In queste settimane, è un fiorire di discorsi in cui, a proposito dell’Ucraina, si parla di un conflitto tra un aggressore e i patrioti che difendono il loro Paese. Di conseguenza noi italiani (lo dicono le nostre massime autorità) ci dobbiamo schierare con l’aggredito e sostenerlo fino alla vittoria perché la guerra potrà concludersi solo con il riconoscimento delle sue ragioni.

In realtà, da sempre, le cose del mondo sono molto più complesse, e i torti e le ragioni non si possono separare con un tratto di spada, tanto più che (come ha detto Romano Prodi) lo scontro in atto è, nella sostanza, fra Stati Uniti e Russia, essendo l’Ucraina il terreno su cui si gioca la partita della definizione di un nuovo assetto internazionale

Gli storici sovente distinguono fra chi ha dato inizio a una guerra (con una formale dichiarazione o con una azione offensiva) e chi, nei fatti, l’ha provocata o ne ha posto le premesse. Le due figure possono certamente coincidere, ma spesso non è così.

· · · · ·

= Cosa si chiede =
1. Per favore, riporta alla lettera il passo del testo sulla guerra in Ucraina che comincia con "In realtà, da" e termina con "non è così.".
2. Scrivi il seguito del testo sulla guerra in Ucraina, ripartendo subito dopo la sua ultima frase.

· · · · ·

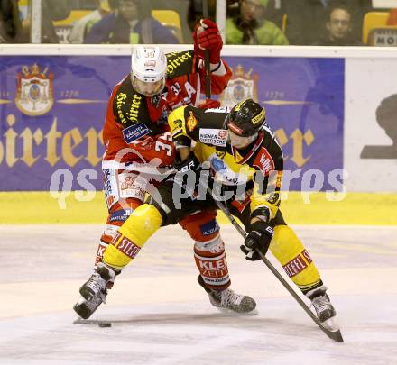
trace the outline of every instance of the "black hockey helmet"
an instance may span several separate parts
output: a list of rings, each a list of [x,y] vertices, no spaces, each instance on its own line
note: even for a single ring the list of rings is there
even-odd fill
[[[232,108],[225,121],[225,126],[235,134],[251,137],[264,125],[265,114],[264,107],[253,99],[246,99]]]

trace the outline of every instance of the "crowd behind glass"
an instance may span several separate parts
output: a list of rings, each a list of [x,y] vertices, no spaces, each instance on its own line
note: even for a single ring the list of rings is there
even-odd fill
[[[32,0],[1,0],[0,43],[32,40]],[[226,44],[397,45],[397,9],[372,0],[227,0]],[[217,21],[217,1],[208,0]],[[42,0],[42,43],[191,43],[201,0]],[[379,31],[376,33],[376,31]]]

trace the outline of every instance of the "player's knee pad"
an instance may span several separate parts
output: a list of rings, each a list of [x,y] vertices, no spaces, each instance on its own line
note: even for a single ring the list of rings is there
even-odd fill
[[[145,204],[136,208],[105,251],[103,262],[113,269],[122,269],[138,254],[162,223],[162,215],[155,206]]]
[[[321,285],[319,273],[310,255],[288,225],[276,225],[269,248],[303,293]]]
[[[230,286],[225,244],[219,233],[209,241],[195,242],[194,259],[207,287],[224,290]]]
[[[97,255],[95,258],[95,264],[97,265],[98,262],[102,261],[102,258],[104,257],[105,250],[106,250],[107,246],[112,243],[113,239],[115,238],[117,230],[120,228],[119,225],[108,224],[105,228],[102,233],[99,244],[97,250]]]

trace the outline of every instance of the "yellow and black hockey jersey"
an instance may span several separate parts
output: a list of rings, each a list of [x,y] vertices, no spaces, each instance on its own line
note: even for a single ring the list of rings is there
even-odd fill
[[[250,192],[251,211],[267,206],[271,219],[280,205],[280,188],[283,169],[282,149],[271,129],[264,125],[257,140],[245,151],[237,151],[228,141],[225,119],[228,108],[201,110],[182,106],[169,116],[172,138],[176,144],[196,142],[194,153],[200,162],[210,164],[214,178],[226,187],[245,184]]]

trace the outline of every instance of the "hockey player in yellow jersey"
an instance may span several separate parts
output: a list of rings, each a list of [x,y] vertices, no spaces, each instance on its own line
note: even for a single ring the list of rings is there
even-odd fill
[[[97,272],[81,287],[81,295],[94,302],[103,301],[106,282],[131,261],[134,257],[131,252],[136,254],[162,226],[180,223],[194,233],[198,229],[194,226],[198,212],[201,216],[214,214],[215,198],[224,200],[230,213],[244,224],[248,235],[240,248],[247,260],[260,259],[254,249],[263,254],[270,249],[291,279],[311,300],[320,322],[335,316],[327,287],[279,208],[282,151],[265,123],[264,108],[251,99],[231,111],[183,106],[171,114],[169,124],[180,156],[175,164],[179,172],[162,183],[156,194],[118,230]],[[193,150],[192,141],[196,142]],[[203,166],[209,169],[202,169]],[[207,182],[212,196],[202,188]],[[195,256],[198,260],[196,247]],[[218,260],[217,265],[223,264]],[[200,273],[199,282],[206,288]],[[208,295],[211,298],[210,292]]]

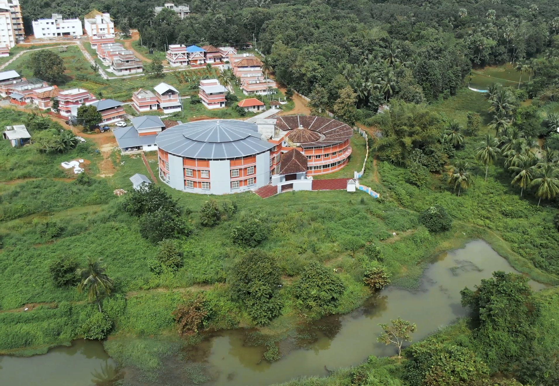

· · · · ·

= Risposte per compito =
1.
In realtà, da sempre, le cose del mondo sono molto più complesse, e i torti e le ragioni non si possono separare con un tratto di spada, tanto più che (come ha detto Romano Prodi) lo scontro in atto è, nella sostanza, fra Stati Uniti e Russia, essendo l’Ucraina il terreno su cui si gioca la partita della definizione di un nuovo assetto internazionale

Gli storici sovente distinguono fra chi ha dato inizio a una guerra (con una formale dichiarazione o con una azione offensiva) e chi, nei fatti, l’ha provocata o ne ha posto le premesse. Le due figure possono certamente coincidere, ma spesso non è così.

2.
Un esempio classico è quello della guerra franco-prussiana del 1870. Ad iniziarla, è stata la Francia di Napoleone III, spinto da un’opinione pubblica che voleva la Prussia in ginocchio, ma, a provocarla, è comunemente ritenuto essere stato Bismarck che ha sventolato, al momento giusto, un drappo rosso davanti al toro francese, scatenandolo in una carica a testa bassa.

Anche oggi nella vicenda ucraina (le cui premesse si sono andate creando nell’arco di anni), le due figure sopracitate (aggressore e provocatore) in notevole misura non si sovrappongono, al contrario di quanto pretendono molti commentatori. Lo dicono autorevoli esperti di questioni geopolitiche.

Lucio Caracciolo ha scritto che Putin è l’aggressore in Ucraina, ma che nel pluriennale confronto, sempre più teso, fra America e Russia, quest’ultima è sempre stata sulla difensiva (essendo Putin consapevole delle limitate potenzialità militari, demografiche ed economiche del suo Paese rispetto all’avversario). Da ciò, deduco che qualcun altro sia stato all’offensiva.

Noti politologi americani, come George Kennan, Paul Nitze, Henry Kissinger e Robert McNamara (già detentori di importanti incarichi politici e diplomatici della repubblica a stelle e strisce) hanno considerato l’espansione della NATO verso le frontiere della Russia una provocazione che avrebbe avuto conseguenze negative e pericolose. Alcuni di loro hanno detto che l’estensione della NATO all’Ucraina riproporrebbe (a parti inverse) lo scenario drammatico del 1962 con la vicenda dei missili sovietici a Cuba.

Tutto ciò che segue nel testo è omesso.